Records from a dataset
::::::

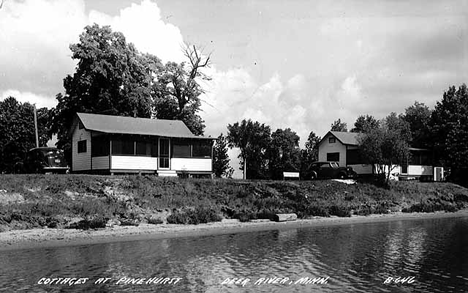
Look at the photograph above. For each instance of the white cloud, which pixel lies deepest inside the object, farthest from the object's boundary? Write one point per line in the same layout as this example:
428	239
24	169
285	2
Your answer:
142	25
32	98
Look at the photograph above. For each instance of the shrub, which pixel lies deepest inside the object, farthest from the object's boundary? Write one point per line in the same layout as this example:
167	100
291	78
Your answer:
196	216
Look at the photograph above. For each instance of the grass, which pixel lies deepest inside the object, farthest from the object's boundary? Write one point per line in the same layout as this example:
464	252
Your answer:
28	201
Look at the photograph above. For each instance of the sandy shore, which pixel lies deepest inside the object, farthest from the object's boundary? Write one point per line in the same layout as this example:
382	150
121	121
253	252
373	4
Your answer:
33	238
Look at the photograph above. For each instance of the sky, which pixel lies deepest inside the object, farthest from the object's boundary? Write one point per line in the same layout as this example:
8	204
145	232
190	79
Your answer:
295	64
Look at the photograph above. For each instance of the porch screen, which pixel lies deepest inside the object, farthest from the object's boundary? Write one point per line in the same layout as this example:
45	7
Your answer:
181	149
333	157
99	146
202	149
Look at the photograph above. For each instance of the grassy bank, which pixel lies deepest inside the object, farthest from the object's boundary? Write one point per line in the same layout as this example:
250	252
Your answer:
83	201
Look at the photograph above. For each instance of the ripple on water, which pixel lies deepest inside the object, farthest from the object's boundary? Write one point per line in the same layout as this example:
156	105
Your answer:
357	258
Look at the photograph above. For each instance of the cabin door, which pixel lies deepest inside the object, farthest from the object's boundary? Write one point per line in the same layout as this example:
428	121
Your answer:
164	153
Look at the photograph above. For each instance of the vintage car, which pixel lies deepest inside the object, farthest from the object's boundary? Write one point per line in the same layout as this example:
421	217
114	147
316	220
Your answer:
329	170
43	160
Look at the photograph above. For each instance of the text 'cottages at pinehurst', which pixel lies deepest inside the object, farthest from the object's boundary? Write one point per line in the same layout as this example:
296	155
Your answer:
114	144
343	147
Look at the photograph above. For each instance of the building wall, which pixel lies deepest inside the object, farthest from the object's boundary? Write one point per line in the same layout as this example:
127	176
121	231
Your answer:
134	163
188	164
81	161
419	170
100	163
337	147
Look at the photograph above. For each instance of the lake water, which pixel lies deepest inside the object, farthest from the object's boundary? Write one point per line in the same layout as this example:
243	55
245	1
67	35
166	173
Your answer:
428	255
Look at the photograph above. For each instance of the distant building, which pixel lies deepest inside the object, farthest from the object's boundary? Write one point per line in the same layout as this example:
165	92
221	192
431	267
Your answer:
343	148
115	144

::::::

Stated task
Print every entry above again without changing a word, and omit the pictures.

Result for this exercise
Look at the photograph above. For each instance of the white cloud, which pixel lies deepest inside the object, farthest from the object's boundary? Write one point per line in the same layout as this example:
428	239
24	169
285	2
Your answer:
142	25
32	98
Look at the photograph above. For each instance of the shrub, which pixel lies deepest inside the object, farthest from the object's boundary? Write one point per line in the same layout as this example:
167	100
291	78
Your answer:
196	216
Look at the photograph above. For each instance of the grass, which pixel lies deepest inside the object, farthest from the object's boundary? Write one point per line in the same layout as this example:
464	252
Your answer:
28	201
Look at the photograph above. For each instance of the sandy shore, which pixel lies deepest inside the object, farthest from the object's boundary? Write one point per line in the same layout as this example:
382	150
121	121
253	252
373	4
Your answer:
33	238
Look at the photograph above. For each instance of the sky, which pixel lies deepest inside the object, farthest from the object's boundary? Write one point per line in the same layout as this example:
8	204
145	232
190	79
Your answer:
295	64
Look at the photograph above. For each instance of the porch screen, which pixel lies deepest inside the object, farthest from the object's boundary? Write one point per line in the same layout as this example:
45	7
Your answer:
181	149
333	157
99	146
202	149
Look at the photograph above. For each instance of the grassy bank, which pixel lies deepest inside the object, farthest from the object's boundary? Write one point per line in the same layout as this example:
250	252
Your answer:
83	201
Look at the photograph above. For each instance of the ripple on water, which pixel lies deepest inside the object, farthest from the object's boundary? Write one point per line in the same layout as this example:
156	105
Your answer:
357	258
Look at the photograph above. For each instance of the cabin door, which pixel lies deepest inside the object, farthest from the object's boundary? Write one point per line in the same layout as this example:
428	121
Your answer:
164	153
Look at the photograph above. For each instance of the vintage car, which pixel lies deepest inside the object, farthest from the object's boundary? Write one point per line in the same layout as this example:
421	217
114	147
316	220
Your answer:
329	170
43	160
Look at the photograph above. For each instance of the text 'cottages at pinehurst', which pixel lies deepest inside the object, farthest from the object's boundary? Write one point per line in the same layout as this example:
296	155
Your answer:
114	144
343	147
Look at the photograph above. For each instance of the building wall, which pixel lies deepest inside the object, farthest from the object's boundary? Write one point per line in the same layout as this example:
127	176
121	231
Your answer:
134	163
188	164
81	161
419	170
100	163
337	147
Look at the photograph above. For each instance of the lake water, which pixel lies deepest inside the object, farthest from the object's boundary? Write one point per line in the same layout as this example:
243	55
245	1
67	35
166	173
Your answer:
428	255
Look at the photograph above. For each instance of the distant building, which pixel lies deepest inside the object, farthest from the object's boundary? Write one point per line in the same layout as this example:
165	92
221	192
431	267
Your answer:
343	148
115	144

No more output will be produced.